WHAT TO WORK ON |
[A] In the geocoding post, which geocoder does the author choose, and what data does it draw on?
[B] Pick up the geocoding post after its last sentence and carry it forward.

QUOTED PASSAGE |
== == ==

For a recent post I wrote about the state of R&D on COVID-19 and its impact on ageing, one of the aspects that were considered in data analysis was the display on a world map of COVID-19 research focus. So the institutions or research centres that have developed the greatest scientific production since the pandemic began in 2020 were on the map. This data was provided by the Web of Science (WoS), which among other data provides the name of the Institutions or Organizations from which the scientific articles come. To locate each of these research institutions (in this case there were more than 6,300 names in the query) and to obtain their geographical points and be able to position them on a map, it was necessary to develop a geocoding methodology in Python. Most commonly in these cases is to use the Google Maps API to get the coordinates (latitude and longitude) from a name or address. However, Google limits free queries to about 1,000 so you had to find an alternative that didn’t have that restriction.
After testing different libraries, I prefer to choice geopy that has different geocoders and is quite flexible for use and programming. From here, a function is developed to automate queries and move to the dataset with the names of the different Institutions from which to get the coordinates into two new added variables (Latitude and Longitude). From that data we can represent them in a world map, in my case I did it with Tableau but it could also be done with Folium, Ploty, etc.
The main ideas you can extract from this post can be:
- Geocoding basic concepts
- Use of the geopy library and its integration with pandas
- Use of the different free geocoders, focusing mainly on two examples with and without the use of apikeys.
- Advantages and disadvantages of using these free alternatives with this example.
First of all, we install the necessary libraries and their dependencies.
We will use the geopy library and the Nominatim geocoder because it´s Open Source and without query limitation, therefore it is one of the most versatile for a significant number of queries and without the restrictions of other APIs. Nominatim uses OpenStreetMap data to search for locations on Earth by name and address (geocoding). You can also do the opposite (reverse geocoding), find an address for any location on the planet from its coordinates.
We call the Excel file where we have data from the 6,317 Institutions that are researching COVID-19:
Now we generate a list of the names of the institutions and test how it works with one of the elements to verify that the library is working properly.
Perfect, it seems that it provides us with the coordinate data correctly when entering the string of one of the Institutions. Mention that it is important to define the parameter “user_agent” that defines the name of the personal application or the easiest thing is to put an email that will serve to notify in case of a failure or problem in the queries.

== == ==

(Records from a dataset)
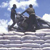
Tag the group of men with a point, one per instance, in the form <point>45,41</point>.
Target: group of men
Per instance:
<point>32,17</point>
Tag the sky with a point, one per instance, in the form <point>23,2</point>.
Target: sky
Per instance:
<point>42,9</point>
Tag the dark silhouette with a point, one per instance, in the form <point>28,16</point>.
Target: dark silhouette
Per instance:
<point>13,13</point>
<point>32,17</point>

== == ==

ANSWER SECTION |
[A] Nominatim, which uses OpenStreetMap data.

[B]
Now we automate the process with a function to move to the dataset and search for all Institution names. At this point, it should be borne in mind that it will be necessary to introduce some exception in the case that the Institution name doesn’t find by name and therefore there aren´t coordinates since it is common for data provided by scientific repositories such as the WoS to define the same institution with different names or descriptions sometimes difficult to interpret. Therefore, we developed the function and tested with the same record above to verify that it works properly. We have entered a “timeout” parameter to ensure that connections are not blocked. Maybe 5 seconds or less is enough.
Once the function is verified to produce the expected result with the sample record, we apply it to the dataset using a lambda function and generate a new «coord» variable.
We check the effectiveness of the search and verify that it is approximately 50% of the list of Institutions. In our case, it´s sufficient, because it finds many of the results of the first of the list that are the ones that develop the most research production (number of research articles), so they are the ones that interest us the most to visualize in a world map and get an idea of the main research focuses. But if we want to go a little further to complete the list and here, in order to see other geocoders, let’s try others with free access, that use apikeys and with a high number of queries allowed. In our case we have chosen Yandex («the Russian Google»), a platform with multiple services that in my case I have tested for other APIs and works quite well as a substitute for the limitations of Google APIs. For more information on available geocoders and their features, you can consult this link.
In this case, you have to register with Yandex to get an apikey with which you can make queries up to 25,000 per day (enough for our case). Once we have verified that our feature works correctly, we apply it to records that have not been found with Nominatim. To do this, we select a subdataset with the field coordinates with null values.
In total, 65% of the available recordset coordinates are achieved. Testing with some other geocoders we could maybe get some more performance.
We need for our visualization applications (in this case Tableau public) to have two distinct fields like Latitude and Longitude, so we have to separate the «coord» field into two variables within the dataset.
Finally, we would do the same with the subdataset insti_nan.
The advantages of using this type of geocoders are wide because of the great flexibility of programming and free queries number, perhaps the disadvantage lies in the lower reliability in the search of coordinates when it comes to names of institutions or addresses that are not perfectly defined, so their use could be intended for pre-production projects and improve the reliability of searches or projects that need to be put into production would have to go to payment tools more reliable, but it can certainly serve as an approximation to the optimal solution.
The final result is displayed as follows:
I hope that this little tutorial can help you get an idea of how easy it´s to use geocoders and their diversity of options. For some extra details, you can check the project notebook in my GitHub repository.